● Instruction a:
Answer these questions from the forum thread about Smokey and Echo:
(i) Which of Smokey's features does the first post single out as especially long?
(ii) According to flippityjib, how often are the birds misted?
(iii) What could Loopy Lou hear the birds doing while they were supposed to be sleeping under their cover?

Smokey is defo a pretty boy though. I love his long crest and tail feathers - they're mega long :O

HysteriaUK - oh no, hope you're feeling better soon. I've been rather down lately too >.< Birdies cheer me up. I'm sure i've read somewhere that moulting can change a birds attitude but i could be wrong there  Echo doesn't pick up on my moods/how i'm feeling yet really but Smokey definitely does.


----------



## lperry82 (Aug 2, 2010)

Aww very gorgeous  

Sent from my HTC Wildfire using Tapatalk 2


----------



## flippityjib (Dec 13, 2012)

They are so cute. Great pictures! I wish mine like being misted. they act like they hate it, but I do it anyway at least a couple of times a week hoping that eventually they will get used to it. I also have a pan of water available at all times and I do know they got into that 1 time. maybe that is more their style.


----------



## Loopy Lou (Jul 26, 2012)

I was surprised Echo took to it so quickly, i was expecting it to take much longer!

Neither have them have gone near the water i always put by their playgym but i think it's possible that Echo might at some point. Then perhaps Smokey will follow :O


----------



## moonchild (Jul 29, 2012)

Yessss, more pics of Smokey and Echo! They are two of my favorites on Talk Tiels for sure.


----------



## Loopy Lou (Jul 26, 2012)

Awww thank ye 

Currently they're supposed to be sleeping under their cover but i can hear them chirping to each other lol


----------



## Bailey's Mum (Sep 18, 2012)

● Instruction b:
State only the number of lines in the records below that contain the string "cloud", treating case as significant.

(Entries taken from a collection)
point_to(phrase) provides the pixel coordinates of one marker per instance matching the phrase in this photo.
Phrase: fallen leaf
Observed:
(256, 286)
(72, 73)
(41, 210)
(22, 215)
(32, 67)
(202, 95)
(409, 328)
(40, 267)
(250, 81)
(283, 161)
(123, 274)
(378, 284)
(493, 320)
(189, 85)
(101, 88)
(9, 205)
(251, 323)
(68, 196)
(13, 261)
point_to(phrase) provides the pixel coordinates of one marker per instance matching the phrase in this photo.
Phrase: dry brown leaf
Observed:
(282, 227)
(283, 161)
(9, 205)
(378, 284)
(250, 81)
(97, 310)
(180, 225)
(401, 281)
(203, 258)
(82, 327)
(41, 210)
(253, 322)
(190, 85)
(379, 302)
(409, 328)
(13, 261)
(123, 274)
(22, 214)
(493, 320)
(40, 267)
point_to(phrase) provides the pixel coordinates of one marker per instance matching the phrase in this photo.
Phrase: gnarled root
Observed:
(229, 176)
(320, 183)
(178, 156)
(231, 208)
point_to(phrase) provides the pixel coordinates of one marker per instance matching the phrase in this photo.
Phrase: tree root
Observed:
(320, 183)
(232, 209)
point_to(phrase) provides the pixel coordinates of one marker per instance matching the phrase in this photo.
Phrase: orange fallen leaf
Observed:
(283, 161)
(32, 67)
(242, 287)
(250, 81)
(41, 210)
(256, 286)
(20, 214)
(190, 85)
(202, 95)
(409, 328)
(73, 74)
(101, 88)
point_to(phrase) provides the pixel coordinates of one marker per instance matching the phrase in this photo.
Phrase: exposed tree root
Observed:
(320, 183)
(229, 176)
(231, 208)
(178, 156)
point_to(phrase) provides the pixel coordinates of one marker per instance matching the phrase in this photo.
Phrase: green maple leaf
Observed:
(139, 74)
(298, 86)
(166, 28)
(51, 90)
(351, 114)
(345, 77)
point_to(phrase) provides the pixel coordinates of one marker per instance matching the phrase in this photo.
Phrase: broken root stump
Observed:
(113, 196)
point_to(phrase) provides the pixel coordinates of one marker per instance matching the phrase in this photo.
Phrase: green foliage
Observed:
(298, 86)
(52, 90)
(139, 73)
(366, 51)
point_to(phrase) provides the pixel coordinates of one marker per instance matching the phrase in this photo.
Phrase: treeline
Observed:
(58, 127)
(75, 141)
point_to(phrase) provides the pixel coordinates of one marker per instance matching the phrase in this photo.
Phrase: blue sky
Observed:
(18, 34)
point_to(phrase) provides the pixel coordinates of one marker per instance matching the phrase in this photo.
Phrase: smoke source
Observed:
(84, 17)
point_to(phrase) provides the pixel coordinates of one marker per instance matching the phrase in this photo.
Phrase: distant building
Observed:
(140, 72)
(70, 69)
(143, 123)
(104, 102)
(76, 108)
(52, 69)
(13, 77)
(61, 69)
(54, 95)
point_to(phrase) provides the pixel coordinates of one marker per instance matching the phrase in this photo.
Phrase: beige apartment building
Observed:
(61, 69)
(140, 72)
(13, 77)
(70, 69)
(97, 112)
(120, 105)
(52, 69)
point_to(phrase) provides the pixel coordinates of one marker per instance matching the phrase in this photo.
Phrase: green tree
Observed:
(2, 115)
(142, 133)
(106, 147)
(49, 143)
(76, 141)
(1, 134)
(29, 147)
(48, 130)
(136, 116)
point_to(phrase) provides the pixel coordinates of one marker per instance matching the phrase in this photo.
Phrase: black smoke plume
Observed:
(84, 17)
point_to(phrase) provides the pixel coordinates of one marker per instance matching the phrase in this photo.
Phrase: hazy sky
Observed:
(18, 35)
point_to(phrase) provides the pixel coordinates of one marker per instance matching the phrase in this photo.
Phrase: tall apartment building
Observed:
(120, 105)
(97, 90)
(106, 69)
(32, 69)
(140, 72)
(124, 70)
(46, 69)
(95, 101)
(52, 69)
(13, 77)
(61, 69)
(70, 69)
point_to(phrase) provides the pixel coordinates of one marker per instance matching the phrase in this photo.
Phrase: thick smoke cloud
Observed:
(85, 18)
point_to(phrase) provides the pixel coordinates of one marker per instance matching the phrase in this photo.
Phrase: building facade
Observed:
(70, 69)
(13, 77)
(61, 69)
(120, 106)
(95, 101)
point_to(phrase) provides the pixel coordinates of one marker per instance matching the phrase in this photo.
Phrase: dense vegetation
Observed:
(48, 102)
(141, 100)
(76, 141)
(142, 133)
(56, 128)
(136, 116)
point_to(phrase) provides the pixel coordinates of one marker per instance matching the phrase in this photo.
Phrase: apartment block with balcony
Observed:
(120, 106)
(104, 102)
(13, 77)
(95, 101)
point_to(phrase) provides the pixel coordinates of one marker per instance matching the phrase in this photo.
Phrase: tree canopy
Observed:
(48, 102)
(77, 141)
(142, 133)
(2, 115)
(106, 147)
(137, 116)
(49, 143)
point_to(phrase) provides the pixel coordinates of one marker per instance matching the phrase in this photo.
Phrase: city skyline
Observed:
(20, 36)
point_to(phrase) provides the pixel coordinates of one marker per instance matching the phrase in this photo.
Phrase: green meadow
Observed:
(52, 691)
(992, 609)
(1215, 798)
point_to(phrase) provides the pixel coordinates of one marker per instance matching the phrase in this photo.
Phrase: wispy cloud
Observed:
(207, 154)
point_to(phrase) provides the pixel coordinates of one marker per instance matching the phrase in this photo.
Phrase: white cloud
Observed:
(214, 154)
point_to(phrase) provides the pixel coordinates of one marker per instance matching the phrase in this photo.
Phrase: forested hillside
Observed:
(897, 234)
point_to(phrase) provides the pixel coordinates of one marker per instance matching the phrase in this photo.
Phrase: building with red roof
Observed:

● Worked solution a:
(i) His crest and his tail feathers.
(ii) At least a couple of times a week.
(iii) Chirping to each other.

● Worked solution b:
3